> [Work required] Add 66 to every coordinate in the answers and write out again everything from the start of the lines below down to the line containing "61], [207, 61]]", both ends included and requests kept. Leave the pictures out.

* start Data lines *

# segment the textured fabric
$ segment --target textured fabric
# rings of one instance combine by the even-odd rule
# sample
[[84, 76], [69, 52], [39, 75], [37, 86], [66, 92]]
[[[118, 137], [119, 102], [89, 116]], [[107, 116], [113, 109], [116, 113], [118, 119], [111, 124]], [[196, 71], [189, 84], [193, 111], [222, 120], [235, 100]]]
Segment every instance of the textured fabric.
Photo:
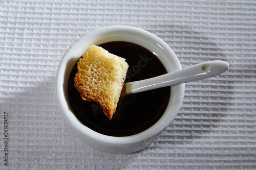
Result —
[[[72, 2], [0, 2], [0, 169], [256, 169], [255, 1]], [[183, 67], [214, 60], [230, 65], [186, 83], [174, 121], [148, 148], [127, 155], [84, 145], [55, 95], [69, 46], [112, 25], [155, 34]]]

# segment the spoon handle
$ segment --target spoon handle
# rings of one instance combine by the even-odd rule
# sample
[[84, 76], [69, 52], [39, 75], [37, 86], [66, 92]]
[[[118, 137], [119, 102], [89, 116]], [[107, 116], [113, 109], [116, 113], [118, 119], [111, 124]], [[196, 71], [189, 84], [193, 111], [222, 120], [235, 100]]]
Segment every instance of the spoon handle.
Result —
[[151, 79], [125, 84], [126, 94], [205, 79], [226, 71], [228, 63], [224, 61], [207, 61]]

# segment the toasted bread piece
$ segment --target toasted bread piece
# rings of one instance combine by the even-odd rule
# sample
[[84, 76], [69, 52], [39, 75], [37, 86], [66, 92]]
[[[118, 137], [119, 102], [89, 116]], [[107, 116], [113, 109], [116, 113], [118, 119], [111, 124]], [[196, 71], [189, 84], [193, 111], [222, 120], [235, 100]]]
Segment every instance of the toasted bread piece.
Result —
[[125, 79], [129, 65], [125, 60], [93, 44], [77, 63], [75, 87], [83, 100], [99, 103], [110, 119]]

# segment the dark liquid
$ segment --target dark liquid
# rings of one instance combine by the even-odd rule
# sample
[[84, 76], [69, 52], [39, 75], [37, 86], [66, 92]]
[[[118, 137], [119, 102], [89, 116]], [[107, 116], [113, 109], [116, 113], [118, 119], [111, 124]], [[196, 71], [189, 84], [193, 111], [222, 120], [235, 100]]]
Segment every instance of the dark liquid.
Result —
[[[126, 42], [99, 45], [109, 52], [126, 59], [129, 65], [125, 82], [148, 79], [167, 73], [162, 63], [152, 52]], [[74, 113], [84, 125], [98, 133], [113, 136], [134, 135], [148, 129], [161, 117], [168, 104], [169, 87], [120, 97], [113, 118], [109, 120], [95, 102], [83, 100], [74, 87], [77, 64], [68, 84], [69, 101]]]

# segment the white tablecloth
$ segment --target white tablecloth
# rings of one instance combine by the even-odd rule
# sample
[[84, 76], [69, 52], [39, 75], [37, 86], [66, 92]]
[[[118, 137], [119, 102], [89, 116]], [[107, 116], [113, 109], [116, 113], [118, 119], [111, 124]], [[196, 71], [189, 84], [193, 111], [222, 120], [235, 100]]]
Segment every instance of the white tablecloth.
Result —
[[[83, 144], [55, 94], [69, 46], [112, 25], [155, 34], [183, 67], [214, 60], [230, 65], [186, 84], [175, 120], [148, 148], [127, 155]], [[1, 1], [0, 169], [255, 169], [255, 56], [253, 0]]]

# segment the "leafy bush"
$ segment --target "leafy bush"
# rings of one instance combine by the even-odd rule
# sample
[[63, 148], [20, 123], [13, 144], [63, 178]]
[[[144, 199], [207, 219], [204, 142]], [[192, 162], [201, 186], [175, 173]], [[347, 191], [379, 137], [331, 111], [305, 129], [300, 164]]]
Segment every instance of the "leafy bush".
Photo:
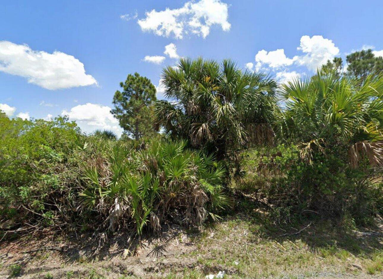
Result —
[[29, 121], [2, 114], [0, 130], [3, 229], [127, 228], [141, 234], [149, 223], [156, 230], [167, 220], [215, 218], [229, 203], [222, 168], [185, 142], [86, 136], [61, 117]]
[[374, 213], [383, 212], [381, 172], [367, 159], [355, 168], [347, 157], [317, 153], [309, 164], [302, 161], [296, 146], [284, 144], [249, 151], [243, 156], [252, 174], [242, 187], [266, 199], [279, 221], [314, 213], [349, 217], [365, 224]]
[[208, 210], [229, 204], [221, 190], [224, 171], [211, 156], [185, 146], [155, 141], [137, 150], [118, 143], [107, 157], [95, 154], [86, 164], [81, 207], [97, 213], [95, 225], [112, 231], [133, 226], [139, 234], [149, 223], [159, 229], [166, 219], [185, 224], [214, 217]]

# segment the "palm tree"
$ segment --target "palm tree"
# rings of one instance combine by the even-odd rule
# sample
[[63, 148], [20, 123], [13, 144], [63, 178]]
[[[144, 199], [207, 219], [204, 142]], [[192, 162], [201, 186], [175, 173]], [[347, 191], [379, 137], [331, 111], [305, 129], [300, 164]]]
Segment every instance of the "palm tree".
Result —
[[311, 162], [313, 147], [348, 150], [352, 165], [365, 151], [372, 165], [383, 162], [383, 76], [361, 85], [347, 77], [319, 71], [311, 79], [282, 85], [284, 102], [277, 133], [301, 143], [301, 155]]
[[95, 131], [94, 135], [104, 140], [116, 140], [117, 135], [116, 133], [110, 130], [100, 130], [97, 129]]
[[229, 60], [183, 58], [161, 79], [171, 100], [155, 103], [155, 124], [172, 138], [221, 158], [246, 143], [273, 140], [277, 85], [269, 77], [242, 72]]

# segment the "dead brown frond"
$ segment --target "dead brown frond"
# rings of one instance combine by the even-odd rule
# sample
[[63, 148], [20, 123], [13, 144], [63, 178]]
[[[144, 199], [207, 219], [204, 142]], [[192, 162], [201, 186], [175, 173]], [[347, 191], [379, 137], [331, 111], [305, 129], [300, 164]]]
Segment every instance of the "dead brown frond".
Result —
[[350, 164], [352, 167], [358, 166], [361, 151], [364, 151], [365, 153], [371, 166], [375, 166], [383, 165], [383, 141], [360, 141], [350, 146], [349, 149], [349, 156]]
[[153, 212], [150, 213], [150, 225], [154, 231], [159, 230], [161, 228], [161, 222], [160, 218]]
[[251, 143], [260, 144], [266, 143], [273, 146], [275, 134], [271, 126], [267, 123], [255, 124], [247, 125], [248, 138]]
[[316, 146], [319, 151], [326, 154], [324, 148], [322, 146], [324, 143], [323, 139], [319, 138], [313, 140], [308, 143], [302, 143], [298, 145], [298, 148], [300, 150], [301, 159], [307, 164], [312, 165], [314, 148]]
[[210, 132], [209, 123], [193, 123], [190, 130], [190, 138], [193, 145], [196, 145], [201, 142], [204, 138], [208, 141], [213, 140], [213, 135]]
[[190, 100], [188, 102], [186, 106], [186, 112], [189, 115], [195, 115], [201, 113], [201, 108], [194, 100]]

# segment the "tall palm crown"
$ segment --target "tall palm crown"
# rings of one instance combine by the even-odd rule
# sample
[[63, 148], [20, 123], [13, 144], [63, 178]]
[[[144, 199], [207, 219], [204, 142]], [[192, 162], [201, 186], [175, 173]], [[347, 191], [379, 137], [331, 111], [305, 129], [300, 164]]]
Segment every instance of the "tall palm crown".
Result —
[[250, 141], [272, 140], [277, 85], [268, 77], [242, 72], [230, 60], [199, 58], [181, 59], [161, 78], [173, 101], [155, 103], [155, 124], [172, 137], [219, 155]]
[[278, 131], [281, 138], [306, 147], [310, 143], [319, 149], [321, 144], [349, 147], [354, 163], [364, 149], [370, 162], [381, 162], [383, 76], [370, 76], [361, 85], [319, 71], [311, 79], [283, 85], [280, 93], [285, 106]]

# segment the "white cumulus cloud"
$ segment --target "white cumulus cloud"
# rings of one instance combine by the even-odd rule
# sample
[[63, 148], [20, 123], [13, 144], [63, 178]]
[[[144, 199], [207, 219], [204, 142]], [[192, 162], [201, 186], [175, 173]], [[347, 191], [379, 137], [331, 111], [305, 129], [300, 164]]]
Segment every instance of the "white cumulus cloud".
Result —
[[177, 54], [177, 48], [172, 43], [165, 46], [165, 51], [164, 52], [164, 53], [171, 58], [178, 58], [179, 57]]
[[172, 33], [176, 38], [182, 39], [184, 33], [190, 31], [205, 38], [214, 25], [220, 25], [224, 31], [230, 30], [228, 7], [221, 0], [189, 1], [179, 8], [146, 12], [146, 17], [137, 23], [143, 31], [158, 36], [169, 37]]
[[275, 78], [280, 84], [287, 83], [288, 82], [292, 81], [300, 76], [300, 75], [295, 71], [279, 72], [275, 75]]
[[51, 90], [97, 84], [85, 74], [84, 64], [72, 55], [34, 51], [7, 41], [0, 41], [0, 71]]
[[53, 118], [53, 116], [50, 113], [48, 113], [48, 115], [44, 118], [44, 120], [46, 121], [50, 121]]
[[81, 129], [91, 133], [97, 129], [113, 130], [119, 135], [122, 129], [118, 125], [118, 121], [110, 113], [111, 108], [108, 106], [87, 103], [74, 107], [69, 111], [64, 110], [62, 115], [67, 115], [70, 120], [74, 120]]
[[321, 36], [314, 36], [311, 38], [308, 36], [302, 36], [300, 45], [297, 49], [306, 54], [298, 57], [298, 63], [313, 71], [339, 53], [339, 49], [332, 41]]
[[162, 82], [162, 81], [163, 80], [160, 79], [159, 81], [158, 82], [158, 85], [154, 85], [155, 87], [156, 95], [157, 95], [156, 97], [158, 100], [162, 100], [165, 98], [164, 94], [165, 91], [165, 86]]
[[160, 64], [165, 59], [165, 56], [161, 56], [159, 55], [156, 55], [153, 56], [147, 55], [144, 57], [144, 61], [146, 61], [147, 62], [150, 62], [151, 63], [154, 63], [155, 64]]
[[26, 120], [29, 120], [30, 118], [29, 112], [20, 112], [17, 115], [17, 116], [22, 119], [26, 119]]
[[259, 69], [262, 67], [268, 67], [277, 69], [296, 65], [305, 66], [314, 71], [326, 64], [328, 60], [332, 60], [339, 52], [339, 49], [331, 40], [321, 36], [313, 36], [311, 38], [302, 36], [297, 49], [303, 53], [302, 54], [292, 58], [286, 56], [283, 49], [268, 52], [264, 49], [260, 51], [255, 55], [255, 68]]
[[41, 101], [40, 102], [40, 105], [41, 106], [44, 106], [45, 107], [53, 107], [53, 105], [51, 103], [46, 103], [45, 101], [44, 100]]
[[121, 15], [120, 16], [120, 18], [122, 20], [126, 20], [126, 21], [129, 21], [131, 20], [134, 20], [137, 18], [137, 16], [138, 16], [138, 14], [137, 13], [137, 11], [136, 11], [134, 12], [134, 15], [132, 15], [131, 14], [127, 13], [125, 15]]
[[246, 63], [246, 67], [249, 70], [252, 71], [253, 67], [254, 67], [254, 64], [251, 62]]
[[264, 49], [260, 50], [255, 55], [255, 62], [257, 62], [257, 67], [260, 67], [262, 65], [266, 64], [272, 68], [280, 68], [281, 67], [290, 66], [293, 64], [295, 58], [290, 59], [286, 57], [285, 50], [283, 49], [272, 51], [267, 52]]
[[16, 108], [14, 107], [11, 107], [6, 103], [0, 103], [0, 110], [4, 112], [8, 117], [10, 117], [16, 111]]
[[374, 50], [373, 51], [372, 53], [374, 54], [374, 55], [376, 57], [381, 56], [383, 57], [383, 49], [382, 50]]

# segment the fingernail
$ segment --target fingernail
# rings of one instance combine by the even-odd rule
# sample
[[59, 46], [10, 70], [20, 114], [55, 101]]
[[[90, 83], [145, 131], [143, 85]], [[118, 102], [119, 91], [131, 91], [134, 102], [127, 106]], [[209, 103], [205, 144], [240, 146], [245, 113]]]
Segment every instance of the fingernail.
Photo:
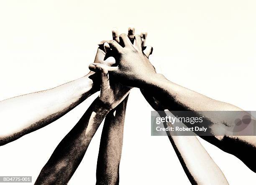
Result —
[[96, 66], [92, 64], [90, 64], [89, 65], [89, 68], [92, 69], [96, 69]]

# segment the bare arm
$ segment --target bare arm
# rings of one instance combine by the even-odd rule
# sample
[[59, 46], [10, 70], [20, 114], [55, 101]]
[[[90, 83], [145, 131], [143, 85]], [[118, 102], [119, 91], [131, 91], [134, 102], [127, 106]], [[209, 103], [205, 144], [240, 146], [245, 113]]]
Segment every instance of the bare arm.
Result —
[[129, 93], [130, 88], [115, 83], [113, 79], [110, 80], [108, 71], [98, 68], [97, 72], [102, 81], [99, 97], [57, 146], [42, 169], [36, 184], [67, 183], [104, 118]]
[[105, 119], [97, 162], [97, 185], [119, 183], [119, 164], [128, 100], [128, 96], [115, 109], [110, 111]]
[[[97, 50], [95, 62], [111, 65]], [[112, 62], [112, 63], [111, 63]], [[0, 146], [16, 140], [57, 120], [100, 90], [95, 72], [42, 91], [0, 102]]]
[[[115, 40], [108, 41], [118, 65], [109, 67], [91, 64], [89, 65], [91, 70], [95, 70], [98, 66], [100, 66], [118, 76], [127, 85], [143, 90], [149, 90], [151, 92], [151, 97], [156, 97], [163, 107], [167, 107], [169, 110], [193, 110], [196, 114], [200, 110], [242, 110], [235, 106], [212, 99], [180, 86], [169, 81], [162, 75], [156, 73], [154, 67], [143, 52], [143, 41], [140, 35], [135, 36], [133, 45], [125, 34], [121, 34], [120, 39], [121, 43], [124, 43], [124, 47]], [[214, 116], [211, 113], [202, 116], [209, 120], [211, 125], [217, 128], [235, 127], [234, 118]], [[211, 131], [212, 136], [202, 138], [223, 151], [236, 156], [256, 172], [256, 166], [253, 162], [256, 155], [255, 136], [229, 136], [224, 133], [224, 136], [219, 137], [214, 130]]]

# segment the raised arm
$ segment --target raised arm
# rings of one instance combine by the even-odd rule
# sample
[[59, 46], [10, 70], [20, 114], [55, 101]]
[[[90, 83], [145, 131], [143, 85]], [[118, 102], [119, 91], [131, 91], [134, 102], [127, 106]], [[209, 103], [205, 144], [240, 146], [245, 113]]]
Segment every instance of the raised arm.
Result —
[[192, 184], [228, 184], [220, 169], [196, 136], [169, 137]]
[[97, 70], [102, 79], [100, 96], [59, 144], [35, 184], [67, 183], [104, 118], [129, 93], [130, 88], [115, 83], [113, 79], [109, 80], [108, 71], [100, 68]]
[[[123, 47], [115, 40], [108, 41], [113, 51], [113, 56], [118, 61], [118, 66], [91, 64], [89, 66], [90, 69], [95, 70], [97, 66], [101, 66], [118, 76], [120, 80], [127, 85], [150, 90], [152, 95], [158, 98], [163, 107], [167, 107], [171, 111], [193, 110], [197, 115], [198, 111], [242, 110], [235, 106], [212, 99], [179, 86], [169, 81], [163, 75], [156, 73], [154, 67], [142, 51], [141, 37], [136, 35], [135, 38], [133, 45], [127, 35], [121, 34], [120, 39], [121, 43], [124, 43]], [[235, 118], [226, 118], [223, 115], [215, 117], [208, 112], [202, 116], [210, 122], [210, 125], [215, 128], [226, 127], [228, 128], [227, 130], [235, 128]], [[214, 130], [211, 131], [212, 136], [204, 137], [203, 139], [236, 156], [256, 172], [256, 166], [253, 162], [256, 155], [255, 136], [230, 136], [226, 135], [224, 132], [224, 136], [219, 137]]]
[[105, 118], [97, 162], [96, 185], [119, 184], [119, 164], [128, 100], [128, 95]]
[[[104, 61], [98, 49], [95, 62]], [[57, 120], [100, 89], [93, 72], [52, 89], [0, 102], [0, 146], [15, 140]]]

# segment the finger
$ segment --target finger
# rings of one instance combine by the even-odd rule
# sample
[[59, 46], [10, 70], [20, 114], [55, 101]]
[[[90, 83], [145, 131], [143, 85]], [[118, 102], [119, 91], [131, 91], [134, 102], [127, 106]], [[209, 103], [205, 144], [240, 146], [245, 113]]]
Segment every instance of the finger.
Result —
[[98, 44], [99, 45], [102, 45], [104, 44], [105, 42], [107, 42], [110, 46], [110, 49], [114, 50], [115, 51], [120, 52], [123, 50], [123, 48], [115, 40], [104, 40], [101, 41], [100, 43]]
[[133, 26], [131, 26], [128, 28], [128, 36], [132, 43], [133, 43], [134, 40], [134, 33], [135, 32], [135, 28]]
[[119, 39], [120, 40], [120, 45], [122, 46], [125, 47], [132, 46], [132, 44], [126, 34], [122, 33], [120, 35], [119, 35]]
[[108, 53], [108, 52], [110, 50], [110, 46], [109, 44], [108, 44], [108, 42], [104, 42], [104, 46], [105, 52], [106, 53]]
[[152, 54], [153, 52], [153, 48], [150, 46], [147, 46], [145, 48], [145, 50], [143, 50], [143, 52], [145, 55], [148, 58], [149, 55]]
[[147, 36], [148, 36], [148, 33], [146, 32], [141, 32], [141, 36], [142, 38], [142, 47], [143, 47], [145, 45], [146, 40], [147, 38]]
[[97, 66], [96, 67], [97, 70], [100, 72], [100, 77], [101, 78], [101, 90], [105, 90], [110, 87], [109, 75], [108, 72], [104, 66]]
[[134, 36], [134, 42], [133, 46], [138, 51], [142, 51], [142, 40], [141, 36], [138, 35], [136, 35]]
[[91, 71], [94, 71], [95, 72], [97, 72], [97, 68], [103, 68], [106, 69], [107, 70], [108, 70], [108, 71], [109, 72], [114, 72], [115, 71], [117, 71], [118, 70], [118, 67], [117, 66], [108, 66], [100, 63], [92, 63], [90, 64], [89, 66], [90, 70]]
[[119, 36], [118, 35], [118, 30], [116, 28], [113, 28], [112, 29], [112, 37], [113, 40], [115, 40], [118, 42], [119, 42]]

* end Data lines *

> [Solution to this task]
# segment the textured fabric
$ segment --target textured fabric
# rings of one instance combine by the even-odd rule
# sample
[[84, 76], [69, 52], [39, 75], [37, 86], [66, 92]]
[[[118, 137], [119, 102], [89, 116]], [[107, 116], [113, 109], [116, 113], [118, 119], [111, 124]], [[196, 71], [189, 84], [193, 111], [222, 120], [235, 100]]]
Segment every instance of the textured fabric.
Photo:
Result —
[[[138, 68], [66, 68], [66, 235], [322, 235], [321, 67]], [[249, 133], [280, 126], [296, 131], [252, 149], [240, 187], [214, 214], [193, 221], [150, 211], [121, 161], [135, 112], [178, 91], [221, 100]]]

# segment the spoon handle
$ segment --target spoon handle
# rings of one instance combine by the even-odd rule
# sample
[[84, 76], [69, 52], [39, 75], [37, 86], [66, 92]]
[[[118, 137], [119, 102], [89, 116]], [[107, 116], [113, 109], [116, 113], [118, 119], [111, 124]], [[196, 71], [189, 84], [193, 111], [222, 120], [235, 100]]]
Segment every instance of the spoon handle.
Result —
[[217, 145], [191, 150], [192, 160], [271, 145], [292, 137], [294, 129], [290, 127], [273, 127]]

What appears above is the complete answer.